§ Required action: Where a line of the entries holds the string "below", copy that line.

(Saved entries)
[Start of Attachment]

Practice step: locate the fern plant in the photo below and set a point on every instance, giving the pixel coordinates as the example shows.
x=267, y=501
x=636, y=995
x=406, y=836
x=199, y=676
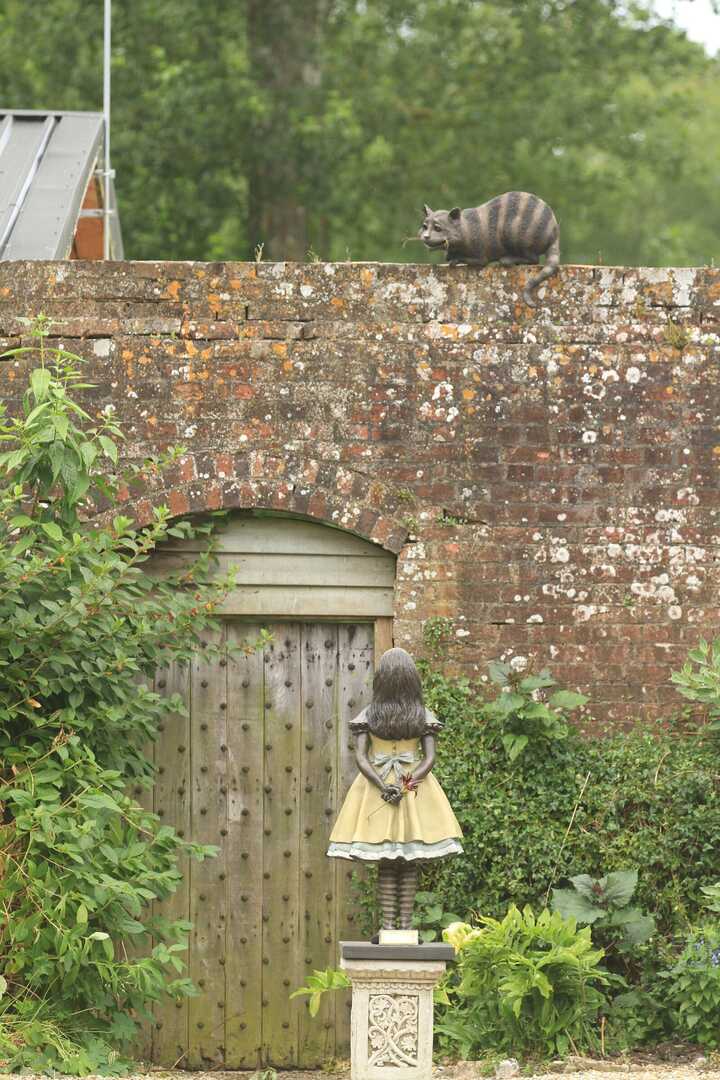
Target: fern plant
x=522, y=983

[End of Attachment]
[Start of Attachment]

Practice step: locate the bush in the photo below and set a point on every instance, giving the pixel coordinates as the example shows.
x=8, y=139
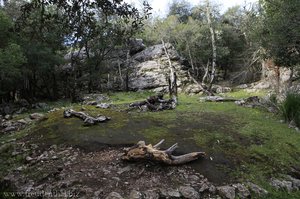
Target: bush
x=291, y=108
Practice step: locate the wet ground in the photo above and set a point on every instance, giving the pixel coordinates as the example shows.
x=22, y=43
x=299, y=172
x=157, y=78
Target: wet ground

[End of Attachment]

§ Output of the task:
Practice step: locate the fern plant in the photo below and set a point on every instance, giving the pixel coordinates as the example shows.
Practice step: locate the bush in the photo below and set a point on every instance, giving the pixel coordinates as the example shows.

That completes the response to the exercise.